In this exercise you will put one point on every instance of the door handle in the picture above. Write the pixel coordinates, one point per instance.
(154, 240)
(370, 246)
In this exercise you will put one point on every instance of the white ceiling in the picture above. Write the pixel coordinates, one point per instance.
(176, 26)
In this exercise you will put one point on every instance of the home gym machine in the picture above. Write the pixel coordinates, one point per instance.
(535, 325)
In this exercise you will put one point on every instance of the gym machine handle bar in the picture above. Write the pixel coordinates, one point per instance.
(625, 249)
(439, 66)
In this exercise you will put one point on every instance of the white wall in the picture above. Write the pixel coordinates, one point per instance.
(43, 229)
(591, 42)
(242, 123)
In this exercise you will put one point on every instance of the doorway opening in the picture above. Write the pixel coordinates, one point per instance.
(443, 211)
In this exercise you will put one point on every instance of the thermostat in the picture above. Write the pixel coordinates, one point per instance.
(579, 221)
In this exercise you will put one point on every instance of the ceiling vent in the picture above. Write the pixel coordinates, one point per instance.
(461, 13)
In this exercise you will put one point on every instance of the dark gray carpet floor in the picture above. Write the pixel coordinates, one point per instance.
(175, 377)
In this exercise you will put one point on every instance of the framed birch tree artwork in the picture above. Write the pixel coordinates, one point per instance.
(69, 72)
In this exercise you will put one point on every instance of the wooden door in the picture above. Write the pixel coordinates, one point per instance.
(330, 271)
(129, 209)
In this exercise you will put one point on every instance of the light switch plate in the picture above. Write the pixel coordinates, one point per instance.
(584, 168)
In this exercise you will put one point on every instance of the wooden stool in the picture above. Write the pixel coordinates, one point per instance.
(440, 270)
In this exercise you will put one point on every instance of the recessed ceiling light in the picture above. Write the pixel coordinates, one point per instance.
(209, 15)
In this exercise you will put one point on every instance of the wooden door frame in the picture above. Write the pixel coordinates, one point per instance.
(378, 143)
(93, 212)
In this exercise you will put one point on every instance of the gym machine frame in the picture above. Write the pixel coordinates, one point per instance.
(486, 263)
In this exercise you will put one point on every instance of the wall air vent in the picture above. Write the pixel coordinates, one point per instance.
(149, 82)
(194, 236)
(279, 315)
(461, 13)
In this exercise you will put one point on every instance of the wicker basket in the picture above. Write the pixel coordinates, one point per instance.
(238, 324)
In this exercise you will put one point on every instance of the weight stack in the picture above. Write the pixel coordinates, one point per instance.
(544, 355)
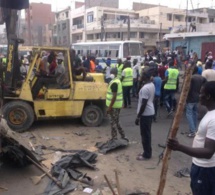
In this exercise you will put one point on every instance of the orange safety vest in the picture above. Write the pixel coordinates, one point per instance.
(92, 67)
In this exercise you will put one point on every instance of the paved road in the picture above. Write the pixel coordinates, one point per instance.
(134, 174)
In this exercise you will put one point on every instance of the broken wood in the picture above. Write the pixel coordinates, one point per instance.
(3, 188)
(32, 147)
(117, 182)
(109, 185)
(36, 179)
(46, 172)
(175, 125)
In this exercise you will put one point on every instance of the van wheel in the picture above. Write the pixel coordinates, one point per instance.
(92, 116)
(19, 115)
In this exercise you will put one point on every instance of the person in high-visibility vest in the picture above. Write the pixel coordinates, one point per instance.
(119, 67)
(127, 83)
(171, 86)
(114, 102)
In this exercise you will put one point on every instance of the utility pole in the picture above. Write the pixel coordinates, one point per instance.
(102, 28)
(160, 31)
(129, 28)
(187, 17)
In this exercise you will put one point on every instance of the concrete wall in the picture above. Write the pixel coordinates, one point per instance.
(107, 3)
(140, 6)
(192, 43)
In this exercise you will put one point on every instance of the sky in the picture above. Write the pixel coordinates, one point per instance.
(127, 4)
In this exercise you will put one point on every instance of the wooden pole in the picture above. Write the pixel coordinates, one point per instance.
(46, 172)
(175, 125)
(117, 182)
(109, 185)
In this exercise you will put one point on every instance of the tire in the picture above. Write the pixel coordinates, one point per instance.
(92, 116)
(19, 115)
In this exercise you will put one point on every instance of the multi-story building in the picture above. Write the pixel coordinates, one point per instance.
(87, 26)
(171, 18)
(37, 16)
(61, 30)
(102, 3)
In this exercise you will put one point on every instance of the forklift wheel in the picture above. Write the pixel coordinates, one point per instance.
(92, 116)
(19, 115)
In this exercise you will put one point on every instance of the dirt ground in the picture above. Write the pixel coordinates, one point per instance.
(134, 175)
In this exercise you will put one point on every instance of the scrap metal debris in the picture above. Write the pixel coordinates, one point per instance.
(112, 144)
(185, 172)
(66, 169)
(14, 147)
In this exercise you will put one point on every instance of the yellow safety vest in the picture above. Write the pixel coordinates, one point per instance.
(119, 68)
(128, 77)
(113, 66)
(119, 97)
(171, 83)
(4, 60)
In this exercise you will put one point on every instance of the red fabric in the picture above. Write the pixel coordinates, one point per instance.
(52, 66)
(161, 72)
(92, 67)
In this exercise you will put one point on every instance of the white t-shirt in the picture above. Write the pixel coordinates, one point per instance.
(209, 74)
(147, 92)
(206, 129)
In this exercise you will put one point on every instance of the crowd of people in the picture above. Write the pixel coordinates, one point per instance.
(155, 82)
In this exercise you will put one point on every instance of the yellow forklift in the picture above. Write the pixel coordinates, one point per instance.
(79, 99)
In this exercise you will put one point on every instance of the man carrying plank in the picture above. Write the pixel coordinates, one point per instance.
(203, 149)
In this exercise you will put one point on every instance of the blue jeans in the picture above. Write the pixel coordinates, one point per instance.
(169, 96)
(145, 131)
(202, 180)
(192, 116)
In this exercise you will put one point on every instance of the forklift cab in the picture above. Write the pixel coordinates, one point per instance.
(77, 99)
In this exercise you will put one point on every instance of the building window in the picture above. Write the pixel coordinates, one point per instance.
(90, 17)
(133, 35)
(64, 39)
(142, 34)
(57, 15)
(169, 17)
(98, 35)
(67, 14)
(178, 18)
(63, 26)
(211, 20)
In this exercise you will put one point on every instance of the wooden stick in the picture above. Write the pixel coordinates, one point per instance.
(47, 173)
(3, 188)
(109, 185)
(117, 182)
(175, 126)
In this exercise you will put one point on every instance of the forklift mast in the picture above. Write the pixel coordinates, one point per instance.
(10, 11)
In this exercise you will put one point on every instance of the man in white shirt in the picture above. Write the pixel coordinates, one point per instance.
(203, 149)
(209, 73)
(145, 114)
(136, 67)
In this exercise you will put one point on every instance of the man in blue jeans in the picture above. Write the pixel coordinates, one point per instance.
(192, 101)
(203, 150)
(145, 114)
(171, 86)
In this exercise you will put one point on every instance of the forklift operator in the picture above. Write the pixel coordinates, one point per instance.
(58, 78)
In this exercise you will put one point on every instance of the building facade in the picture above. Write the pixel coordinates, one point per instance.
(102, 3)
(87, 26)
(37, 17)
(61, 29)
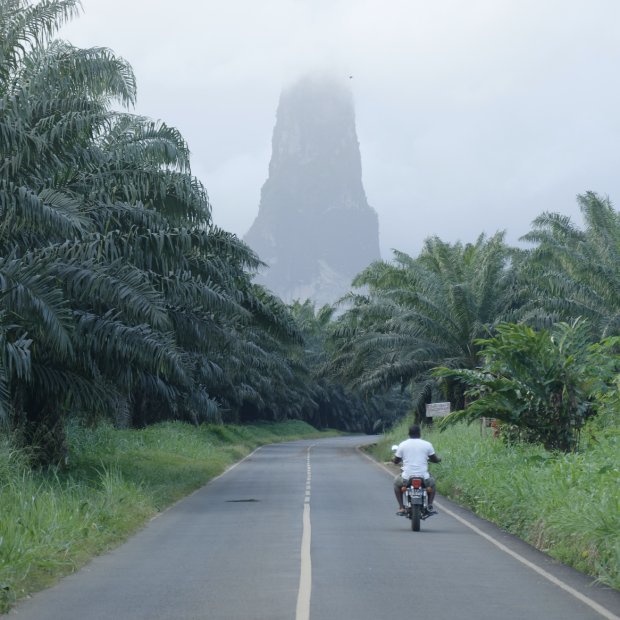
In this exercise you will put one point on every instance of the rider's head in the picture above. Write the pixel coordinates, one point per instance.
(414, 431)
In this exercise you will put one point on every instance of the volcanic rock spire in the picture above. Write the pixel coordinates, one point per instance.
(314, 226)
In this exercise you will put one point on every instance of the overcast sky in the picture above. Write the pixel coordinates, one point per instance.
(472, 115)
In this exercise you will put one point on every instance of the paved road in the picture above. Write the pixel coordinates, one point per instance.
(212, 558)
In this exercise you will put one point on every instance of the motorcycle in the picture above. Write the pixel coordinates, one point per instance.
(416, 500)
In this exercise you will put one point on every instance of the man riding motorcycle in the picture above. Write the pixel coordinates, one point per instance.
(414, 453)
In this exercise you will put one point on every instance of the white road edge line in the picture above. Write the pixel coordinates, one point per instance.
(305, 577)
(584, 599)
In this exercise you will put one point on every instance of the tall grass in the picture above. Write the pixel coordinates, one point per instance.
(568, 505)
(53, 521)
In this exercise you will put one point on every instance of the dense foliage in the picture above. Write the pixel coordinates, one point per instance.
(119, 296)
(452, 308)
(542, 383)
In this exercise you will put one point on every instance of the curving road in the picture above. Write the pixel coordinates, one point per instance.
(321, 542)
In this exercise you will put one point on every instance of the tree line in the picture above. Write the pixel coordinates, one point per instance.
(121, 299)
(119, 296)
(495, 330)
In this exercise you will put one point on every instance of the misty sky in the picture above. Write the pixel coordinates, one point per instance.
(471, 115)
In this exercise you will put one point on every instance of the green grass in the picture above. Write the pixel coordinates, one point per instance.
(567, 505)
(52, 522)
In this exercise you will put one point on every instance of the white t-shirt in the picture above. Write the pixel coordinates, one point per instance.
(415, 453)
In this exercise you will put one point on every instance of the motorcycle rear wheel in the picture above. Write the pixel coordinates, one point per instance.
(415, 517)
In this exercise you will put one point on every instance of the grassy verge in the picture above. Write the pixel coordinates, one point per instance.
(55, 521)
(567, 505)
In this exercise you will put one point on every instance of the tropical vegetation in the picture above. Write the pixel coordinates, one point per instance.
(119, 297)
(565, 504)
(542, 383)
(424, 312)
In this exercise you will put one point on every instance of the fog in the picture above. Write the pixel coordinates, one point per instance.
(471, 115)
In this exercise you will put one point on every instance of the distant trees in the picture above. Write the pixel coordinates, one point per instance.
(539, 383)
(118, 295)
(576, 273)
(421, 313)
(440, 324)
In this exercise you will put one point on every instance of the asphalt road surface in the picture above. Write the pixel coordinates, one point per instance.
(321, 542)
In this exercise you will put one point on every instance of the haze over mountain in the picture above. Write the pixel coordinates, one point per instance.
(314, 228)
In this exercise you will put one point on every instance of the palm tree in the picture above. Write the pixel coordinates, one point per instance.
(118, 293)
(575, 272)
(422, 313)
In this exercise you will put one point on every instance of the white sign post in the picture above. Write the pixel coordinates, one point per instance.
(437, 410)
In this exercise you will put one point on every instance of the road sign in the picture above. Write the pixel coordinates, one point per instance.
(437, 410)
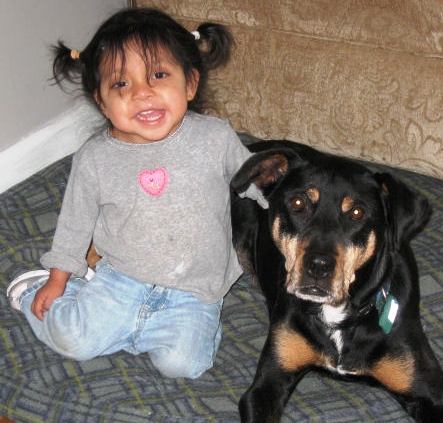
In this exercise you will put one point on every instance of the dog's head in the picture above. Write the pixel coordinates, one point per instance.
(330, 217)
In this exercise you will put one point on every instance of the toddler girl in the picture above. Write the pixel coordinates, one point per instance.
(152, 191)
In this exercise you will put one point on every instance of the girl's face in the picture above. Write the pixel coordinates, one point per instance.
(145, 103)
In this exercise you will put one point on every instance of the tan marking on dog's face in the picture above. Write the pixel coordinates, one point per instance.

(What the exercise asks) Everything from the line with "of the palm" through the end of the records above, and nothing else, is to be quoted exactly; please leave the pictures out.

(Output)
In this exercise you will put one point on every instance of the palm tree in the picture above. Write the pixel coordinates, one point per instance.
(118, 293)
(575, 272)
(422, 313)
In this exercise you will put one point on every instance of the white sign post in the picture above. Write the pixel coordinates, one point per instance.
(437, 410)
In this exercise you will put one point on every instance of the road sign in the picture above. Write the pixel coordinates, one point per instance.
(437, 410)
In this exercise you will put one point on every instance of the dog's head in the picture above. Write the pixel coordinates, one point per instance.
(330, 217)
In this exercise you will put one point on every instance of the toddler girl in the picture above. Write the pixel coordinates, one point per instance.
(152, 191)
In this exercise you will put one point on every instance of the girl's face in the picture above. Write the pixel coordinates, one point per instance.
(145, 103)
In this exercise you will put one point on every instance of the tan marking on dog's face in the picture above. Write the pixel coordinates, one point per instance.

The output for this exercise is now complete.